■ **SOURCE DATA**
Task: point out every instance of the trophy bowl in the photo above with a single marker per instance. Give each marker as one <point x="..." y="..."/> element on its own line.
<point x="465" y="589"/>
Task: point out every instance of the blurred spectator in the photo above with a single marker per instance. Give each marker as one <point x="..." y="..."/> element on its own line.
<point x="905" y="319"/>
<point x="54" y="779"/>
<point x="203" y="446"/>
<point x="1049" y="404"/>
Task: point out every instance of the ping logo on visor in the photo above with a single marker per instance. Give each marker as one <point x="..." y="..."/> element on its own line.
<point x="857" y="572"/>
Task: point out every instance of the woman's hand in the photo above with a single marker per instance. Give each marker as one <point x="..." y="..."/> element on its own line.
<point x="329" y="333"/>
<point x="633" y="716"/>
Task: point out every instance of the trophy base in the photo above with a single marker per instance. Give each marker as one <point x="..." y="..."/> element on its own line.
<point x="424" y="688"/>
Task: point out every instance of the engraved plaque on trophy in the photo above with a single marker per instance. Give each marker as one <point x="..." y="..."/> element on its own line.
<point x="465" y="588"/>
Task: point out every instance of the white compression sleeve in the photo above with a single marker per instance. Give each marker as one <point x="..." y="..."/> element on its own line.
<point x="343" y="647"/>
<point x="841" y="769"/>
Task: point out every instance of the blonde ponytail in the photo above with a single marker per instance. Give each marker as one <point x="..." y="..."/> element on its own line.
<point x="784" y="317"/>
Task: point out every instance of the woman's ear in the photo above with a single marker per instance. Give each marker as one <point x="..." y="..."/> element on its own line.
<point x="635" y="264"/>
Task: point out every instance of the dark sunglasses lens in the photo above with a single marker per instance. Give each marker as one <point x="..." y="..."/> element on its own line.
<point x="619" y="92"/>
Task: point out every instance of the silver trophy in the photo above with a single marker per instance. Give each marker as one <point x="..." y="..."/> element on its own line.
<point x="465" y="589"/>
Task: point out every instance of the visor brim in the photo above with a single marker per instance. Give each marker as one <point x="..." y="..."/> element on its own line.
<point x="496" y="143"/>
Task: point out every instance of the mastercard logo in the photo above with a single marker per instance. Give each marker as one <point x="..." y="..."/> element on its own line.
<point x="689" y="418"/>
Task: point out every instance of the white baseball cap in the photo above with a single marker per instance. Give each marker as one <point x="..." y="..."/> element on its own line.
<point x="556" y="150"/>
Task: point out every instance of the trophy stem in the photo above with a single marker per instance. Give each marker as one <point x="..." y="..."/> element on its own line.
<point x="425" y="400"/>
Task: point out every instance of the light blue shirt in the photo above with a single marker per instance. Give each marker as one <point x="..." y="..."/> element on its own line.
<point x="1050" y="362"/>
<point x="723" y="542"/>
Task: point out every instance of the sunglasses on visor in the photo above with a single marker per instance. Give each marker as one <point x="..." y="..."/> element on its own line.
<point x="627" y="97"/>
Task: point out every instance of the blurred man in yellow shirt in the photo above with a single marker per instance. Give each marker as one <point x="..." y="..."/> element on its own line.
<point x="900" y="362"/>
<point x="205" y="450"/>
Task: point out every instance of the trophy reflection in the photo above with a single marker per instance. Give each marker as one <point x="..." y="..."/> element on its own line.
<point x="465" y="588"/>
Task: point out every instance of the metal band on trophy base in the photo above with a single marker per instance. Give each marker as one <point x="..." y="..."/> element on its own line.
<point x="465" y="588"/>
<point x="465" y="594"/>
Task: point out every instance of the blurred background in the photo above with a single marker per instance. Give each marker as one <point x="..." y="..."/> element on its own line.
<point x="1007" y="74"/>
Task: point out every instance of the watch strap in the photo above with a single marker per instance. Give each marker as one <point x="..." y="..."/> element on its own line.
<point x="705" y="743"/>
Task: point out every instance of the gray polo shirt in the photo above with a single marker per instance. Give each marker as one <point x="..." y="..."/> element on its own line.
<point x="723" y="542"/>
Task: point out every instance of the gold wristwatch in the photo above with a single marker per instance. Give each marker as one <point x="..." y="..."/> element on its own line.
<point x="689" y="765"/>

■ **TASK DIRECTIONS**
Each record must be returned exactly as it is written.

■ **RESULT OF THE TASK**
Task: point out every instance of the trophy bowl in the photo above with a single marker per instance. Give each marker as one <point x="..." y="..."/> element on its own line.
<point x="465" y="589"/>
Task: point out every instance of the blurred spectator in the photo above with a single marker per instance. Give each marker as one <point x="..." y="..."/> element on its own line.
<point x="905" y="319"/>
<point x="54" y="779"/>
<point x="203" y="446"/>
<point x="1049" y="404"/>
Task: point out every instance of the ping logo on visor in the photo above with a single marker per instance. Give each marker as one <point x="..." y="..."/> element on its own line.
<point x="857" y="572"/>
Task: point out every instance of the woman's hand in the photo above with a single marker per instance. Give each marker as one <point x="..." y="..."/> element on its own line.
<point x="329" y="333"/>
<point x="633" y="716"/>
Task: point out every instance of the trophy base in the photo above with a single marker per instance. Give each marker as one <point x="..." y="..."/> element on its own line.
<point x="424" y="688"/>
Task: point out every instance of the engraved plaque on trophy in the photo above with a single marker per instance. Give each marker as one <point x="..." y="..."/> element on its own line.
<point x="465" y="588"/>
Task: point out every instance of the white compression sleeve in the photo above with a single marker per instance. Give each marker as one <point x="..." y="..."/> element on its own line.
<point x="343" y="647"/>
<point x="841" y="769"/>
Task: point out every instance of the blonde ponytail in the photo above with a single marker per instance. Give each marker as one <point x="..." y="..."/> element on its own line.
<point x="784" y="317"/>
Task: point out every instance of the woman's ear in the photo above with a single marker per instance. Give each marker as one <point x="..." y="..."/> element on its own line.
<point x="635" y="264"/>
Task: point out every instance of the dark sunglasses lens in the photo above with a single marker per instance. Give each marker as one <point x="..." y="..."/> element on its own line.
<point x="619" y="92"/>
Task: point out every instance of the silver trophy in the photo above with a single marker per instance. Give each marker as one <point x="..." y="..."/> element on its own line.
<point x="465" y="589"/>
Task: point out every instance of the visor brim in the photo above with a single marker per instance. Give each marker as one <point x="..." y="..."/> element on its own line.
<point x="496" y="143"/>
Task: point out every instance of the mastercard logo in the photo above with a single marker per instance. Give each marker as one <point x="..." y="..."/> element on its own line.
<point x="689" y="418"/>
Task: point out every instance of the white baseball cap in the photo above with a single marker per instance. Give each marker as one <point x="..." y="..."/> element on its own line.
<point x="556" y="150"/>
Task: point out every instance of the trophy stem in the photo above with a single marker per instance. Give each marker as one <point x="..." y="..."/> element on its own line.
<point x="425" y="400"/>
Task: point out every instance of the light blue shirt in the photo above with a single marker per instance. Give each marker as one <point x="..." y="..."/> element on its own line.
<point x="1050" y="362"/>
<point x="723" y="542"/>
Task: point out every instance of the sunglasses on visor in the photo above with a single marker per instance. Give each marker as one <point x="..." y="..."/> element on its own line.
<point x="627" y="97"/>
Task: point out every instance of the blurred man in yellow shirt in the photo above with a single marker per instance. Give each marker as one <point x="..." y="..."/> element on its own line.
<point x="900" y="362"/>
<point x="205" y="450"/>
Task: point out every instance of the trophy reflection in the photo above with a single marker per instance. Give each marker as one <point x="..." y="..."/> element on its own line.
<point x="465" y="588"/>
Task: point out every instance of the metal band on trophy base in the photo above with a single marker per instance. Give each marker as one <point x="..." y="..."/> element on its own line.
<point x="465" y="588"/>
<point x="465" y="594"/>
Task: point out every instance of the blurred background in the photo above with a single marker per instance. Give each marker as one <point x="..." y="..."/> element on its own line.
<point x="1007" y="74"/>
Task: point out every instance of the watch strap in the photo above with a single marker per instance. Give each marker as one <point x="..." y="..."/> element on its own line.
<point x="705" y="743"/>
Task: point out every instance of the gray polo shirt in the photo above with a single marker per instance. Give each marker as one <point x="..." y="..."/> element on its own line.
<point x="723" y="542"/>
Task: point out every instance of the gold wristwatch in the photo above with a single marker per instance. Give each marker as one <point x="..." y="..."/> element on its own line.
<point x="689" y="765"/>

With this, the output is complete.